_The records:_
————————

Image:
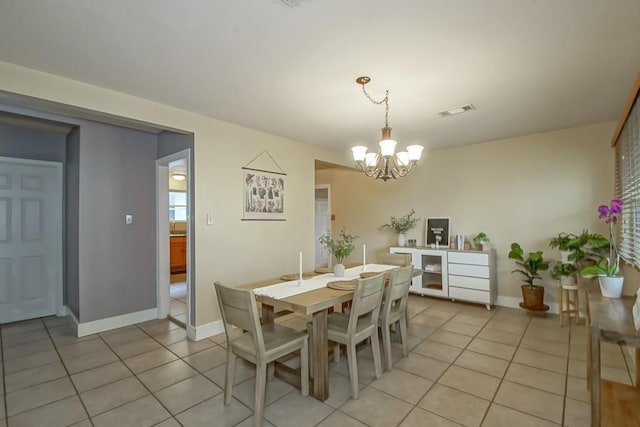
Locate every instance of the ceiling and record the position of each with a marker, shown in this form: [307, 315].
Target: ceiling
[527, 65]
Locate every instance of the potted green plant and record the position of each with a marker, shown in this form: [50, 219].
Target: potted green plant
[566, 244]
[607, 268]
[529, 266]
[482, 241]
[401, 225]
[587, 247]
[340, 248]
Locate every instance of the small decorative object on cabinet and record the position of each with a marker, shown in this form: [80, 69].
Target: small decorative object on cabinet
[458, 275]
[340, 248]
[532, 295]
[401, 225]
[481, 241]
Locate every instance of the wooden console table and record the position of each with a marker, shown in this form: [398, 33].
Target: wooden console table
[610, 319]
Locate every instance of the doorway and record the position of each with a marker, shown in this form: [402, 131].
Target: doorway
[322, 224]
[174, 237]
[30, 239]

————————

_Problem details:_
Output exactly the lines from the one with "Locate every instance of the small" through the final line of the listing above.

_Response to the task:_
Locate every instance of the small decorative object on cabinet and record the position of each with a marker, shown in this form: [80, 69].
Target: small decorative object on cabinet
[458, 275]
[340, 248]
[532, 295]
[401, 225]
[481, 241]
Locate every instance of the wooden console table and record the position of each with a marker, shown in this form: [398, 33].
Target: wooden console table
[610, 319]
Locate every instance of the doorway and record the position of each with a marker, shown in this form: [402, 131].
Target: doorway
[322, 224]
[174, 237]
[30, 239]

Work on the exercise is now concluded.